## WRITTEN PROBLEM
Every entry that follows needs to be repeated exactly.

--- PROVIDED INFORMATION ---

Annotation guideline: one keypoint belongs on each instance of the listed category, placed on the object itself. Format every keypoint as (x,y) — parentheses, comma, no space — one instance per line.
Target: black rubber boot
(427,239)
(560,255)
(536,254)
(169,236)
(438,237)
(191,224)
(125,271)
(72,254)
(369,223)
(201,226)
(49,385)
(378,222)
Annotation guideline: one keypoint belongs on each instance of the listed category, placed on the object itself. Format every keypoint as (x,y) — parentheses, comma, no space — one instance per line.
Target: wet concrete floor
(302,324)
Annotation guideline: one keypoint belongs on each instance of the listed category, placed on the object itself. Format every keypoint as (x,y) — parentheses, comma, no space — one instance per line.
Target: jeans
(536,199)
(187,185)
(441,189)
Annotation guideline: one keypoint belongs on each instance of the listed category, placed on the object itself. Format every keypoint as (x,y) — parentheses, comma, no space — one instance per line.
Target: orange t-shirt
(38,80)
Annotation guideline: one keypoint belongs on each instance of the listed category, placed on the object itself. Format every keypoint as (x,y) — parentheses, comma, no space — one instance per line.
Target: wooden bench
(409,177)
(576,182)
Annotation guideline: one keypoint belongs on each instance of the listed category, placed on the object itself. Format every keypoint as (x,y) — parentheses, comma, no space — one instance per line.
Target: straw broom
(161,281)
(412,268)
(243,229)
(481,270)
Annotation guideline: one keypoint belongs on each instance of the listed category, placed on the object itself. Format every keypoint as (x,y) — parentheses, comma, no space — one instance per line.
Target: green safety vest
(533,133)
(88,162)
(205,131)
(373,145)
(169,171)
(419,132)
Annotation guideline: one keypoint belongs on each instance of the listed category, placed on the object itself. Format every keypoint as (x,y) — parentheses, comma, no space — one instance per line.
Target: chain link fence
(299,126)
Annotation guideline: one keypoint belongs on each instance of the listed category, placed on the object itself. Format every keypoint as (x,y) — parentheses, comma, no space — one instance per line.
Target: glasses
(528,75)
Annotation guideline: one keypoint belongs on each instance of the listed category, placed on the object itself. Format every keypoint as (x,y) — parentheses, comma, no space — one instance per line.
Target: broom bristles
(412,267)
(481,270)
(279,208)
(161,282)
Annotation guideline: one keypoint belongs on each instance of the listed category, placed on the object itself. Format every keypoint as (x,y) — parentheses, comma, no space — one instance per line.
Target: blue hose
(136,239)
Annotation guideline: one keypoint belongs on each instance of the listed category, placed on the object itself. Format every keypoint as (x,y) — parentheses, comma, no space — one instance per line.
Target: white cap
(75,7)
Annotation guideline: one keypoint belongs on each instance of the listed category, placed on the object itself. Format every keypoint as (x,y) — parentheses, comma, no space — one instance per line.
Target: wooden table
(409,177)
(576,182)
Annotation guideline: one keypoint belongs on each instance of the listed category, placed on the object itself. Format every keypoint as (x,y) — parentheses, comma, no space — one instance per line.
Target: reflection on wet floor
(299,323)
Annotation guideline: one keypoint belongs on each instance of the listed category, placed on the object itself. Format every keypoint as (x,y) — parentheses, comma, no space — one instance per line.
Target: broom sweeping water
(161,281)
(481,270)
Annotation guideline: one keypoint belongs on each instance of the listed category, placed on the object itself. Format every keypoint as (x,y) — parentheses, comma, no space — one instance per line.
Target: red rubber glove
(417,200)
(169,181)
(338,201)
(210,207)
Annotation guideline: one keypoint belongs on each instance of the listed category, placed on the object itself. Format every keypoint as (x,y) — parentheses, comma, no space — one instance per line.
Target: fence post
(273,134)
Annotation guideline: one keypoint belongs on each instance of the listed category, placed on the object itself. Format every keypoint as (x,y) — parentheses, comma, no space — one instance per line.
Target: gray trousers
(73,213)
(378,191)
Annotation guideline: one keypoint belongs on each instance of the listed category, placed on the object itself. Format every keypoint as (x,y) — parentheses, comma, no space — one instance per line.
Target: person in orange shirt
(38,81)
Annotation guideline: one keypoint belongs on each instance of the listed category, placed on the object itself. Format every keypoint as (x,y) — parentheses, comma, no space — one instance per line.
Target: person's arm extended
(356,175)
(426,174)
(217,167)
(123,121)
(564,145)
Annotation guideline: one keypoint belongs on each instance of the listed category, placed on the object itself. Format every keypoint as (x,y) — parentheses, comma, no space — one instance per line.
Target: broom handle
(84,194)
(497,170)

---

## TASK SOLUTION
Annotation guideline: one keypoint belongs on each instance of the listed category, placed on the object itself. Format every keypoint as (x,y) — parentheses, comma, no space — one instance per line.
Target: black rubber boot
(427,239)
(560,255)
(536,254)
(169,236)
(438,237)
(191,224)
(125,271)
(72,254)
(369,223)
(201,226)
(49,385)
(378,222)
Annotation guideline: one keypoint belongs on each instance of the listed category, placed on the object itself. Format every keypoint as (x,y) — parentheses, comma, no space — one instance per line.
Target: wet concrete floor
(302,324)
Annotation guideline: one keypoint belongs on each instance of the listed category, placed on the object itself. Format every keypoint as (x,y) — parentheses, comma, no space — one instance per line.
Target: jeans
(536,199)
(187,185)
(441,189)
Annotation guideline: one keypoint belongs on each instance of the listed category, placed on the object itself. Format every keypoint as (x,y) — parentheses, comma, no space — one instance per line.
Target: orange t-shirt
(38,80)
Annotation guideline: one keypoint belongs on each instance of the listed category, placed on the object itself. Format every keypoint as (x,y) — parentheses, comma, no space — one instance per line.
Target: wooden bench
(409,177)
(576,182)
Annotation guideline: one keypoint belongs on each instance of the listed category, placed on the object itself. Format every keypoint as (x,y) — parentheses, comma, no space — one instance per line.
Target: straw broom
(161,281)
(412,268)
(243,229)
(481,270)
Annotation guideline: one keypoint belongs on each instance of the listed category, placed on the object itself. Format every keypoint as (x,y) — parentheses, comma, no space — one instance per line.
Target: green safety vest
(533,133)
(88,162)
(205,131)
(373,145)
(169,171)
(419,132)
Annotation guideline: one keypoint belongs on each instance of the listed category, placed on the object itself. Format every keypoint as (x,y) — parentheses, comma, no space — one instance per line.
Target: chain link fence
(299,126)
Annotation guideline: one keypoint belongs on each instance of the listed category, placed on the object itself. Format every keypoint as (x,y) — parentheses, comma, no space — one instance per line.
Target: glasses
(528,75)
Annotation guideline: one keypoint belongs on each instance of the listed category, placed on the object itself. Format every keypoint as (x,y) — parentheses, comma, no space — one instance per line.
Target: broom bristles
(412,267)
(481,270)
(279,208)
(161,282)
Annotation guideline: one keypoint belongs on each instance of the listed category, placed on the object itself. Format every keypoint as (x,y) — parentheses, comma, no space — one instance per line.
Target: blue hose
(136,239)
Annotation guideline: one keypoint belongs on each instance of the listed category, placed on the object itself. Format every keypoint as (x,y) — parentheses, comma, no space — one instance per line.
Target: white cap
(75,7)
Annotation guideline: one keypoint belongs on each instance of the listed category, placed on the object itself. Format every keypoint as (x,y) — parentheses, comma, no space — one instance per line.
Target: wooden table
(409,177)
(576,182)
Annotation guideline: one keypoint belongs on each instance of the listed category, placed on the object itself. Format every keypoint as (x,y) — parentheses, comma, no space — one instance per line.
Target: reflection on wet floor
(299,323)
Annotation guideline: one keypoint belongs on each instance of the listed category, placed on the object itself. Format every keypoint as (x,y) — parentheses, comma, no space — one instance per line.
Target: broom sweeping water
(161,281)
(481,270)
Annotation guideline: one keypoint belongs on each instance of the listed category, placed on the object itself. Format every keypoint as (x,y) — parentheses, comma, no space — one instance per line.
Target: red rubber glove
(417,200)
(169,181)
(338,201)
(210,207)
Annotation guideline: one keypoint belongs on each instance of the listed category, placed on the object itself. Format every keypoint as (x,y) — parentheses, comma, no space — one instance per line.
Target: fence post
(273,134)
Annotation guideline: one keypoint belongs on each instance of the listed category, placed on the object itself. Format every keypoint as (x,y) — parentheses, comma, no space — one instance per line.
Target: gray trousers
(73,213)
(378,191)
Annotation guideline: one keypoint belongs on each instance of the listed category, placed on the object itself. Format every keypoint as (x,y) — parentheses, comma, no space — one instance per line.
Target: person in orange shirt
(38,81)
Annotation guideline: one keypoint belongs on each instance of the listed category, placed on the object itself. Format every keypoint as (x,y) — parentheses, comma, no space — one instance per line.
Target: person's arm extended
(356,175)
(426,174)
(217,167)
(123,121)
(564,145)
Annotation guideline: one keypoint belongs on each instance of the listed category, placed on the object itself. Format every keypoint as (x,y) — parentheses, comma, no space — one instance per line.
Target: broom handle
(84,194)
(497,170)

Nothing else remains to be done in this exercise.